This exercise calls for printing every record exactly once more.
<<<<
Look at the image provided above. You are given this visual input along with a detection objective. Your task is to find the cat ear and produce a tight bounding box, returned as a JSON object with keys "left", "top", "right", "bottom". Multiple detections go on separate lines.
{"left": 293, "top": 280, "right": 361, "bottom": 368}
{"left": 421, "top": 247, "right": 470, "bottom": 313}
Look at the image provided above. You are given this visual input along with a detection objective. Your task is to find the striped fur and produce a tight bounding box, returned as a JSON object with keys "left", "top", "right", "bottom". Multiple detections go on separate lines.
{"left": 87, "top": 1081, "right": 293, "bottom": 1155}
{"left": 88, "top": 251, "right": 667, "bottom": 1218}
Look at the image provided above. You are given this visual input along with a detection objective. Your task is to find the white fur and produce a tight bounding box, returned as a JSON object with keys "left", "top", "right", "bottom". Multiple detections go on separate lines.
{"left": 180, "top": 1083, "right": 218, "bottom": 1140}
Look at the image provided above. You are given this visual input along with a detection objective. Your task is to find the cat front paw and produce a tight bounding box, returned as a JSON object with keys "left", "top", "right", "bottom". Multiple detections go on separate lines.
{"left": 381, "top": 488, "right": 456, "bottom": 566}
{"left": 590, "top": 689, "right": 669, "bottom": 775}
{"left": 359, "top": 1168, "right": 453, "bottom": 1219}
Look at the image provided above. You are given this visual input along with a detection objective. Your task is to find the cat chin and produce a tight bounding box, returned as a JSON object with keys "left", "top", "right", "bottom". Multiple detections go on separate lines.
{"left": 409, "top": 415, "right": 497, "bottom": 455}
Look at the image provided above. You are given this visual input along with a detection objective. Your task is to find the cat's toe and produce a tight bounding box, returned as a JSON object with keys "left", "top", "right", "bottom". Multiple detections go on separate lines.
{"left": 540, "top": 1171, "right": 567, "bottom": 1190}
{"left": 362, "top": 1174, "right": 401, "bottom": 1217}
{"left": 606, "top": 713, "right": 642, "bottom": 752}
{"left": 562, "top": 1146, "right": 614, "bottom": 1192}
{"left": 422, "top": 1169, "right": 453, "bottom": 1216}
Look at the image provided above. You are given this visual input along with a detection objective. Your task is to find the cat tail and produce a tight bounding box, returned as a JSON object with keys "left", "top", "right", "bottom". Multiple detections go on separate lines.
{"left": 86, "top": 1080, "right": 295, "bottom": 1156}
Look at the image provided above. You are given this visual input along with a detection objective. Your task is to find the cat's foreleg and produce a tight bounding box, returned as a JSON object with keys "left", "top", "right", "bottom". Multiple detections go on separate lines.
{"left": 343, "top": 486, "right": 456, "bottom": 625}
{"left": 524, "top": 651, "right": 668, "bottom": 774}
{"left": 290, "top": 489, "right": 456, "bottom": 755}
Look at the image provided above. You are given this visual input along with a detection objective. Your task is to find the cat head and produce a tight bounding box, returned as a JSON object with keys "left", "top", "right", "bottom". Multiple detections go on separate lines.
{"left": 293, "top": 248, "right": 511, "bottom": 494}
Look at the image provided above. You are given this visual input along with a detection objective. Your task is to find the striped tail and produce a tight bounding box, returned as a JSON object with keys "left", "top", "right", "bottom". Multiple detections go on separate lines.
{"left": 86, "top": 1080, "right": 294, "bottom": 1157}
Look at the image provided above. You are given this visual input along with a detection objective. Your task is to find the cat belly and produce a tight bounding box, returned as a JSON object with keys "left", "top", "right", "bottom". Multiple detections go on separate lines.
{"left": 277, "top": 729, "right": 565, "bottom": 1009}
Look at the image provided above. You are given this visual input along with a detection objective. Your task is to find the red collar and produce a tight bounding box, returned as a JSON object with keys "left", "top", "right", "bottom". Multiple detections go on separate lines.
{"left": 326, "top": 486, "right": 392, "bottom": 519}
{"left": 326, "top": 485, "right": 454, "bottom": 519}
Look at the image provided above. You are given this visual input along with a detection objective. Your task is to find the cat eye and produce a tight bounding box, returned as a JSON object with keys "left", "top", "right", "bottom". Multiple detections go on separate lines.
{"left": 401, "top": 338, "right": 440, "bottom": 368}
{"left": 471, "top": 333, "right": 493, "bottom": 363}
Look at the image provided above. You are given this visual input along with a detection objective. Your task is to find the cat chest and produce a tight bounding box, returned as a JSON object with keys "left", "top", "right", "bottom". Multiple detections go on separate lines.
>>>>
TASK SOLUTION>
Look at the image provided above. You are given this visual input along with a detection objective. Your task is to find the cat ear and produce a tight bounding box, returned as a JSON object with keys "left", "top", "right", "bottom". Multiple detections go on separate lines.
{"left": 293, "top": 280, "right": 361, "bottom": 368}
{"left": 421, "top": 247, "right": 470, "bottom": 313}
Look at the image provided above. You are given this visual input along with a detection objective. Your task is to find the striped fur and produce a tight bounding box, returned as a JSON object with keys "left", "top", "right", "bottom". Multiple detections go on separate lines.
{"left": 87, "top": 1081, "right": 293, "bottom": 1155}
{"left": 88, "top": 251, "right": 667, "bottom": 1218}
Look at the image provided above. You are given this visual input along with a detection objective. Your task is to find the white fur and produce a tight bounding box, returned as a JSON object with keys "left", "top", "right", "bottom". Multiple detections go on separate lines.
{"left": 180, "top": 1083, "right": 218, "bottom": 1140}
Look at the image provided above. You are given this visual input along with a detection objective. Your task is to find the cat front paw and produce a tight bounding box, returned as a JSON object with keys "left", "top", "right", "bottom". Multiple detections go on separate lines.
{"left": 381, "top": 488, "right": 456, "bottom": 566}
{"left": 590, "top": 689, "right": 669, "bottom": 775}
{"left": 359, "top": 1168, "right": 453, "bottom": 1219}
Look at the image provided above. You are given this visual input along with a detection objective. Your task is to find the cat chin and produce a tight bounding box, returned as a JSON object with keys "left", "top", "right", "bottom". Multiple detections go on separate lines.
{"left": 409, "top": 415, "right": 497, "bottom": 455}
Look at the image provided above. You are given this visual input along with a detection objective. Your task is to find the cat's toe and produce a tight bounding box, returned as a JSON object with keys "left", "top", "right", "bottom". Multiple detections go on separate lines.
{"left": 540, "top": 1171, "right": 567, "bottom": 1190}
{"left": 362, "top": 1174, "right": 401, "bottom": 1217}
{"left": 606, "top": 713, "right": 642, "bottom": 752}
{"left": 562, "top": 1146, "right": 614, "bottom": 1192}
{"left": 422, "top": 1169, "right": 453, "bottom": 1216}
Look at the image provided above. You are given this visual input along with a detection objective. Your task is to find the cat tail and produce a tight bounding box, returned as a JSON object with keys "left", "top", "right", "bottom". Multiple detections go on separate lines.
{"left": 86, "top": 1080, "right": 295, "bottom": 1156}
Look at the image provided above. You are given this visual input along with a detection objective. Your task is to find the cat's foreleg and produce a tight bounding box, returned as a JSON object with keys "left", "top", "right", "bottom". Multiple detections go on separate lines.
{"left": 343, "top": 486, "right": 456, "bottom": 625}
{"left": 524, "top": 651, "right": 668, "bottom": 774}
{"left": 290, "top": 489, "right": 456, "bottom": 755}
Look at the image provided above. You are given this visual input along with a detection objective. Your task is to find the cat head and produce a tight bounding box, returned as a JSON object with keys "left", "top", "right", "bottom". Multiple detections go on separate lines.
{"left": 293, "top": 248, "right": 511, "bottom": 494}
Look at the image provided above. You are given this visual input along with a detection objective. Your task is to find the striped tail and produce a tight bounding box, returned as a JSON object with keys "left", "top", "right", "bottom". Multiple detections go on separate lines.
{"left": 86, "top": 1080, "right": 294, "bottom": 1157}
Look at the image provided above. You are given this visual input along with a detection objective. Your task is to find the cat belly and produce a tight bounding box, returned as a JSON object with keys "left", "top", "right", "bottom". Multiple detections go on separate lines.
{"left": 277, "top": 729, "right": 565, "bottom": 1009}
Look at the image provided above. You are given this visual input along with a detection objective. Your task is to find the red collar and produce a tight bounding box, returned as a JSON object with keys "left", "top", "right", "bottom". Multiple detections go on separate lines.
{"left": 326, "top": 486, "right": 392, "bottom": 519}
{"left": 326, "top": 485, "right": 454, "bottom": 519}
Look at the image provided above. You are given this visual input along with a detection objective. Your task is to find the cat eye and produce a tight bounding box, returned as a JSON object with keys "left", "top", "right", "bottom". Multiple detections go on separate lines.
{"left": 401, "top": 338, "right": 440, "bottom": 368}
{"left": 471, "top": 333, "right": 493, "bottom": 363}
Look at the image provided above. You are given this visual input along with a detection objective. Your task is to find the cat chest and produce a tight bounding box, returned as a JSON object with keys "left", "top", "right", "bottom". Multiple detections go on separate lines.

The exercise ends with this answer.